• EXERCISE DESCRIPTION
Rewrite the records from the line containing "query: the noun phrase to segment: calm water" through the line containing "[[3,41],[125,42],[273,25],[398,36],[398,0],[1,0]]", replacing every "water" with "lake" and leaving all else unchanged. Give only those lines.
___ RAW RECORDS
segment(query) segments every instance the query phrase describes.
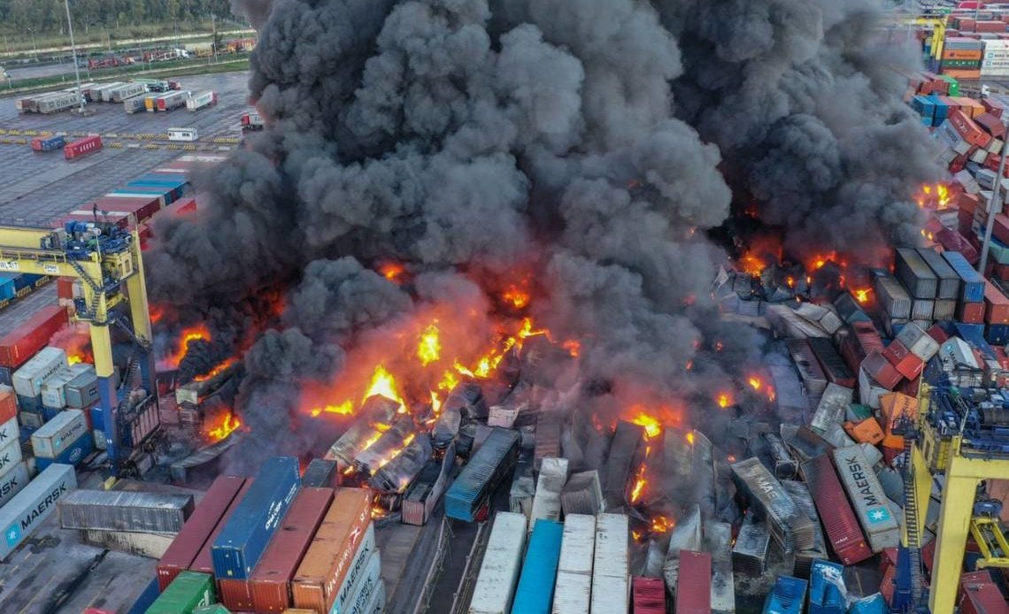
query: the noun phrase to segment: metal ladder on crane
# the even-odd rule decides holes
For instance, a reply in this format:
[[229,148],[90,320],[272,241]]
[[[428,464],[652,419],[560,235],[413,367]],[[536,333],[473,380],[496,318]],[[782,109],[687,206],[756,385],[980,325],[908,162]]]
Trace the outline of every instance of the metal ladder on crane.
[[915,497],[914,463],[911,460],[917,433],[904,426],[904,522],[907,525],[907,558],[911,568],[911,604],[908,611],[928,614],[928,600],[921,574],[921,535],[918,533],[918,502]]

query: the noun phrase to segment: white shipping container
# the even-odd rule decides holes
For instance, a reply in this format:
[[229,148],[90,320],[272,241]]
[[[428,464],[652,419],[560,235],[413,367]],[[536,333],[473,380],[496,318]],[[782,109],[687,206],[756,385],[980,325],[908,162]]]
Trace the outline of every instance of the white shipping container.
[[20,434],[21,429],[17,427],[16,415],[3,424],[0,424],[0,448],[7,446],[11,442],[18,442]]
[[[347,604],[347,609],[343,611],[347,614],[366,614],[368,612],[368,606],[371,604],[371,596],[374,595],[374,592],[378,590],[379,586],[382,586],[381,552],[379,550],[373,550],[371,556],[367,558],[363,575],[361,576],[360,582],[357,583],[357,587],[354,589],[354,594],[350,598],[350,603]],[[330,614],[337,614],[335,607],[329,612]]]
[[57,501],[77,488],[72,465],[53,463],[0,508],[0,560],[6,559],[57,508]]
[[470,614],[508,614],[522,570],[526,515],[497,512],[469,603]]
[[14,440],[0,448],[0,475],[13,471],[18,463],[24,460],[21,455],[21,442]]
[[24,461],[0,476],[0,507],[7,504],[17,493],[28,485],[28,466]]
[[533,496],[529,532],[533,532],[537,518],[560,520],[561,491],[567,482],[567,459],[543,459],[543,464],[540,465],[540,479],[536,483],[536,495]]
[[591,593],[591,576],[572,572],[557,572],[551,614],[589,614]]
[[364,577],[364,572],[371,559],[371,554],[374,551],[375,525],[374,522],[369,522],[367,532],[364,533],[364,539],[362,539],[360,545],[357,546],[357,552],[354,554],[354,558],[350,562],[347,576],[343,579],[343,584],[340,585],[340,590],[336,592],[336,601],[333,602],[333,607],[330,609],[330,612],[333,614],[341,614],[342,612],[347,612],[349,610],[351,604],[354,603],[352,598],[355,596],[357,587],[360,586],[360,582],[358,581]]
[[66,369],[61,369],[47,377],[42,382],[42,405],[51,409],[63,409],[67,406],[66,386],[75,377],[84,373],[93,372],[94,367],[85,363],[71,365]]
[[592,562],[592,611],[620,614],[628,611],[628,517],[599,514],[595,519],[595,552]]
[[31,360],[14,371],[14,391],[21,396],[38,396],[42,382],[61,369],[67,368],[67,353],[60,348],[42,348]]
[[188,99],[186,101],[186,108],[190,111],[199,111],[215,102],[217,102],[217,95],[211,90],[206,90],[204,92],[197,92]]
[[834,466],[855,515],[874,552],[900,544],[900,525],[887,505],[886,494],[866,455],[858,446],[833,451]]
[[31,450],[41,459],[54,459],[73,446],[88,431],[84,411],[61,411],[42,427],[31,434]]

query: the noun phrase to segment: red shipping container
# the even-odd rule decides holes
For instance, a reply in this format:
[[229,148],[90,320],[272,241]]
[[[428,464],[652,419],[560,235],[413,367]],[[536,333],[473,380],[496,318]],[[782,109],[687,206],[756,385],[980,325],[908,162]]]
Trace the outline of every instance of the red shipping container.
[[0,424],[17,415],[17,395],[10,386],[0,384]]
[[982,324],[985,322],[984,302],[962,302],[957,305],[957,320],[965,324]]
[[298,493],[249,578],[256,612],[284,612],[291,607],[291,579],[332,501],[332,488],[303,488]]
[[634,579],[634,614],[666,614],[666,583],[658,578]]
[[183,530],[157,562],[157,586],[161,591],[169,588],[180,572],[190,569],[244,483],[245,478],[218,476],[210,485]]
[[248,492],[248,489],[251,486],[252,480],[250,478],[246,479],[245,484],[242,485],[242,489],[238,491],[238,494],[228,505],[228,509],[221,514],[221,519],[218,520],[214,530],[207,536],[207,540],[204,542],[203,547],[200,548],[200,554],[196,556],[196,559],[194,559],[193,563],[190,565],[189,571],[199,572],[201,574],[210,574],[211,576],[214,575],[214,564],[211,559],[210,548],[214,545],[214,540],[217,539],[217,536],[224,530],[224,525],[228,523],[228,518],[230,518],[231,514],[235,512],[235,508],[238,507],[238,504],[245,497],[245,493]]
[[221,578],[217,581],[217,598],[232,612],[252,610],[252,591],[248,581]]
[[676,614],[711,614],[711,556],[680,550]]
[[0,337],[0,367],[20,367],[35,352],[48,345],[49,339],[69,322],[65,306],[50,305],[38,310],[16,330]]
[[985,280],[985,322],[1009,324],[1009,298],[988,280]]
[[1005,125],[991,113],[982,113],[981,115],[974,118],[975,123],[981,126],[981,129],[985,132],[991,134],[995,138],[1001,139],[1006,133]]
[[94,136],[86,136],[82,139],[78,139],[73,143],[67,143],[64,146],[64,157],[68,160],[72,160],[76,157],[81,157],[93,151],[98,151],[102,148],[102,137],[97,134]]
[[862,361],[862,368],[887,390],[893,390],[900,383],[900,373],[879,350],[873,350],[866,356]]
[[960,600],[961,614],[1009,614],[1002,592],[995,583],[965,582],[961,585],[963,597]]
[[802,464],[802,475],[837,559],[845,565],[855,565],[872,557],[873,550],[866,544],[830,458],[821,455],[806,461]]

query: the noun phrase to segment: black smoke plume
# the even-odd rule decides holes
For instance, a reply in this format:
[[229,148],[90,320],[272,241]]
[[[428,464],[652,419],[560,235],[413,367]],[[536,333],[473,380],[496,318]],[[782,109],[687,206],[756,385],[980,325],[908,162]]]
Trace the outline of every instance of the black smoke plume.
[[[200,220],[148,266],[190,312],[290,286],[245,357],[260,449],[328,445],[290,417],[304,382],[418,310],[490,310],[514,271],[582,343],[572,406],[685,401],[703,428],[760,352],[707,298],[734,202],[795,249],[854,248],[915,236],[908,196],[936,173],[868,0],[235,4],[267,126],[198,178]],[[389,259],[427,289],[371,270]]]

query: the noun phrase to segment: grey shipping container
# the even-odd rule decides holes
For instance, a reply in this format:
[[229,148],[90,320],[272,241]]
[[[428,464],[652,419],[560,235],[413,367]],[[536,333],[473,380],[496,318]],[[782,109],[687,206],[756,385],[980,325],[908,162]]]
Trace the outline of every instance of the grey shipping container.
[[915,298],[935,298],[938,292],[938,277],[913,248],[902,247],[897,250],[894,255],[894,276]]
[[887,505],[886,494],[872,465],[858,446],[833,451],[833,464],[845,485],[855,515],[874,552],[900,543],[900,526]]
[[938,278],[938,291],[935,297],[956,300],[960,296],[960,275],[957,271],[952,270],[945,258],[935,250],[919,249],[918,255]]
[[757,458],[732,465],[733,478],[747,495],[752,509],[767,522],[771,536],[783,550],[813,547],[813,524],[785,491],[781,483]]
[[890,318],[907,320],[911,317],[911,295],[899,281],[889,275],[879,275],[873,285],[880,304]]
[[72,465],[49,465],[21,492],[0,508],[0,560],[6,559],[57,508],[57,503],[77,488]]
[[60,501],[64,528],[178,533],[193,512],[193,496],[175,493],[78,490]]

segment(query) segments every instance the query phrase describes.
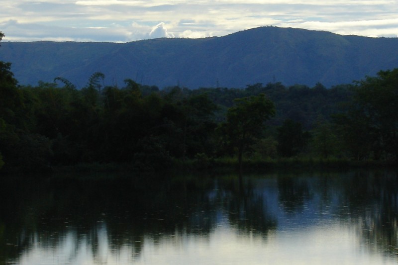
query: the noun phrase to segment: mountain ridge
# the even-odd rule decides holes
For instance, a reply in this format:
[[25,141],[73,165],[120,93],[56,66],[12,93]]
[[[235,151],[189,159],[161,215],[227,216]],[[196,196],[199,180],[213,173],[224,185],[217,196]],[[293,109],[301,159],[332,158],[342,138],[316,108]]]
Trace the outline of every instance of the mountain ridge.
[[126,79],[160,88],[243,88],[274,81],[327,87],[398,67],[398,38],[260,27],[222,37],[160,38],[125,43],[2,42],[22,85],[66,78],[84,87],[93,73],[106,85]]

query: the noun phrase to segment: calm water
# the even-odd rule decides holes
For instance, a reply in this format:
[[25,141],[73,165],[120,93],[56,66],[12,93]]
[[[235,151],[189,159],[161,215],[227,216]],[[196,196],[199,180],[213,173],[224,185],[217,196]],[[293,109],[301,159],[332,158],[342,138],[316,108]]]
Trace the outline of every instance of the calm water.
[[140,177],[0,180],[0,265],[398,263],[396,172]]

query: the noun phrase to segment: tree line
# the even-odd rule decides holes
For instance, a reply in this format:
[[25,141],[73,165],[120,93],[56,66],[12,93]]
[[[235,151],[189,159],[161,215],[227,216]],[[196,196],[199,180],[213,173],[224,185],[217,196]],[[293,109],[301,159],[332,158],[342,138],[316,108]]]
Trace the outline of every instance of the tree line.
[[395,163],[398,69],[350,85],[245,88],[133,80],[104,86],[95,73],[77,89],[67,80],[20,86],[0,62],[1,171],[80,163],[164,169],[235,158],[337,158]]

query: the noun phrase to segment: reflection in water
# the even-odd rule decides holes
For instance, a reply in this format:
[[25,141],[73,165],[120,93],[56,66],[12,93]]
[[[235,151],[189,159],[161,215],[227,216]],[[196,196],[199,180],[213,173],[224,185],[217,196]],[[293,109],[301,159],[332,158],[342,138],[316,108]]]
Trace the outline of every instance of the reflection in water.
[[154,177],[2,180],[0,264],[398,262],[396,173]]

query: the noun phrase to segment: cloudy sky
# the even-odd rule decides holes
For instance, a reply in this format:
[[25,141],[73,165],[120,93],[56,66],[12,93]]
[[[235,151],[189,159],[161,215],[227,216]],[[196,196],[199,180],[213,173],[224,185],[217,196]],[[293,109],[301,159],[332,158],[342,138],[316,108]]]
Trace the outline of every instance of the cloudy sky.
[[3,41],[125,42],[273,25],[398,36],[398,0],[1,0]]

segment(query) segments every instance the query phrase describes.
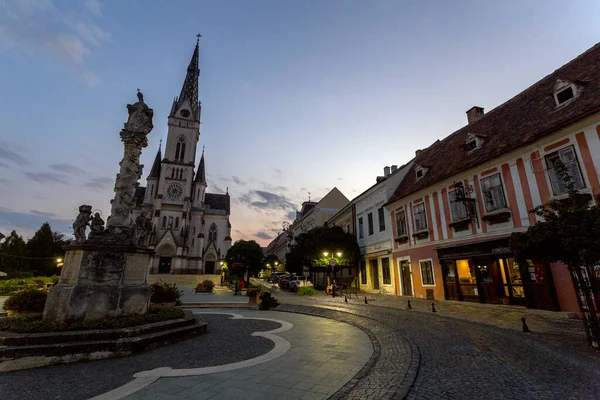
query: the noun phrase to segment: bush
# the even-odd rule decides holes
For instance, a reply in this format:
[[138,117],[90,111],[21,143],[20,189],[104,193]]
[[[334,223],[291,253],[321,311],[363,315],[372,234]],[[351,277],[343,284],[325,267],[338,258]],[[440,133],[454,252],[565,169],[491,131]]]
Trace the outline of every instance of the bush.
[[212,292],[215,287],[215,283],[209,279],[200,282],[196,285],[196,292]]
[[83,331],[92,329],[116,329],[151,324],[183,318],[185,313],[175,307],[150,305],[147,314],[128,315],[126,317],[107,318],[98,321],[56,323],[43,321],[42,314],[21,314],[0,319],[0,331],[17,333],[41,333],[61,331]]
[[152,284],[152,294],[150,302],[153,304],[175,303],[181,304],[181,295],[183,292],[177,288],[176,284],[167,282],[157,282]]
[[271,296],[271,293],[269,292],[264,292],[263,294],[260,295],[260,306],[259,308],[261,310],[269,310],[271,308],[275,308],[279,305],[279,302],[277,301],[277,299],[273,296]]
[[48,294],[42,290],[28,289],[11,294],[4,302],[4,309],[14,313],[41,313],[46,305]]
[[298,296],[314,296],[319,294],[319,291],[312,286],[300,286],[298,288]]

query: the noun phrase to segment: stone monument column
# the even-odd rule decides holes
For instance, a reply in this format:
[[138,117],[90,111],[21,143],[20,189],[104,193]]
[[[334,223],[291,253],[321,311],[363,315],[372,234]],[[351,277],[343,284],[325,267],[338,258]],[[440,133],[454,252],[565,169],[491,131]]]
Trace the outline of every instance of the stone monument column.
[[[79,207],[73,223],[75,240],[65,246],[60,280],[50,290],[44,308],[45,320],[97,320],[148,310],[146,275],[151,251],[145,244],[152,224],[145,213],[131,221],[131,210],[143,168],[140,154],[153,127],[153,111],[139,89],[137,96],[137,103],[127,105],[129,118],[121,130],[125,149],[107,228],[100,213],[92,217],[91,205]],[[91,232],[86,237],[88,227]]]

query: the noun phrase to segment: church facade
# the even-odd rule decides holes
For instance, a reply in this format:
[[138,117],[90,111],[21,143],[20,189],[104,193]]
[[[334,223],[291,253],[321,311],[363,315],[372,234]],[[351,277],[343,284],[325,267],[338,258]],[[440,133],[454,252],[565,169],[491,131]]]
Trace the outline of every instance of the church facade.
[[206,193],[204,150],[198,168],[201,104],[198,101],[198,43],[179,97],[168,118],[164,149],[159,147],[146,179],[136,192],[133,219],[151,218],[150,273],[220,274],[231,247],[229,193]]

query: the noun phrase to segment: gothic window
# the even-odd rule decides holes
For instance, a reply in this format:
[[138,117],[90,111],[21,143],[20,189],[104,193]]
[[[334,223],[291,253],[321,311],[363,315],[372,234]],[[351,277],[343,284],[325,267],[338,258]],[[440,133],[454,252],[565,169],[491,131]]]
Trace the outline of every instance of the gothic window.
[[208,241],[216,242],[217,241],[217,225],[212,224],[210,226],[210,230],[208,231]]

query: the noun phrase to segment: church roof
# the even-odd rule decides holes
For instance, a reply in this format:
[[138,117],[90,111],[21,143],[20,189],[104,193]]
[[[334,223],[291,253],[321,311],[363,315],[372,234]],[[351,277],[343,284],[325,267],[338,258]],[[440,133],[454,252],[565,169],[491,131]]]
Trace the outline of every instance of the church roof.
[[146,196],[146,188],[144,186],[138,186],[135,188],[135,194],[133,198],[135,199],[135,205],[141,206],[144,202],[144,196]]
[[158,152],[156,153],[156,158],[154,159],[154,163],[152,164],[152,169],[150,170],[150,175],[148,178],[160,178],[160,160],[162,159],[162,154],[160,151],[160,146],[158,147]]
[[185,99],[187,98],[192,107],[192,116],[195,121],[200,121],[200,105],[198,104],[198,76],[200,75],[200,68],[198,67],[198,42],[196,42],[196,48],[194,54],[188,65],[187,74],[181,87],[181,93],[173,104],[171,115],[181,107]]
[[204,204],[210,210],[224,210],[227,214],[230,213],[228,194],[206,193]]
[[202,157],[200,157],[200,164],[198,165],[198,171],[194,182],[202,183],[206,185],[206,168],[204,167],[204,149],[202,149]]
______
• ANSWER TO THIS EXERCISE
query: the noun phrase to segment: calm lake
# the even-odd rule decides holes
For instance, a reply in this format:
[[25,141],[73,165],[120,93],[56,66],[12,93]]
[[[235,151],[189,159],[161,215],[227,216]],[[196,196],[199,180],[213,173],[224,185],[217,196]],[[293,109],[301,159],[332,158],[342,138],[316,108]]]
Trace the outline of every instance of the calm lake.
[[140,177],[0,180],[0,265],[398,263],[396,172]]

query: the noun phrase to segment: tree line
# the even-odd rule decides holes
For instance, a reply in this format:
[[25,141],[73,165],[120,93],[56,66],[12,93]]
[[[235,151],[189,159],[161,215],[227,216]],[[196,196],[199,180],[213,173],[224,185],[217,196]],[[293,109],[301,159],[332,158],[342,138],[316,108]]]
Trace the outline of every instance of the tree line.
[[395,163],[398,69],[350,85],[245,88],[133,80],[104,86],[95,73],[77,89],[67,80],[20,86],[0,62],[1,171],[80,163],[164,169],[235,158],[337,158]]

query: the noun phrase to segment: reflection in lake
# the even-odd rule decides holes
For instance, a reply in this format:
[[25,141],[73,165],[120,93],[56,66],[12,93]]
[[[235,151],[189,159],[161,215],[227,216]],[[196,196],[199,180],[213,173],[224,185],[217,196]],[[293,109],[301,159],[332,158],[342,138],[316,108]]]
Trace the outline of every instance of the reflection in lake.
[[154,177],[2,180],[0,264],[398,262],[396,173]]

query: the noun phrase to segment: cloudy sky
# the even-odd rule decides holes
For instance, a reply in this format:
[[25,141],[73,165],[120,93],[56,66],[12,93]]
[[[235,151],[189,159],[161,215],[227,216]],[[196,196],[199,180],[213,173],[224,185],[217,196]],[[293,109],[301,159],[332,158],[342,138],[316,108]]]
Trace the outline of every instance of the cloudy sky.
[[3,41],[125,42],[273,25],[398,36],[398,0],[1,0]]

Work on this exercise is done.